**书面要求**
请筛选下列条目，把含有字符串“driftwood”的每一行都照抄出来。

数据集中列出的条目:
◇ ◇ ◇ ◇ ◇

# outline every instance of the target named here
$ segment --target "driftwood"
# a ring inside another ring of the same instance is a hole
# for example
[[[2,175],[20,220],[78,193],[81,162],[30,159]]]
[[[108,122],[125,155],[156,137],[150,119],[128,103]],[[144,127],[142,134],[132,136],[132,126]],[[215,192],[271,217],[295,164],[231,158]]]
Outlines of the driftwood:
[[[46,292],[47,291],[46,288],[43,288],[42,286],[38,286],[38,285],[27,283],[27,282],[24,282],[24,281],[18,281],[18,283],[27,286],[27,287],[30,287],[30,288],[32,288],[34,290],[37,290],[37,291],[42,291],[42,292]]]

◇ ◇ ◇ ◇ ◇

**解答**
$ segment --target "driftwood"
Outlines of the driftwood:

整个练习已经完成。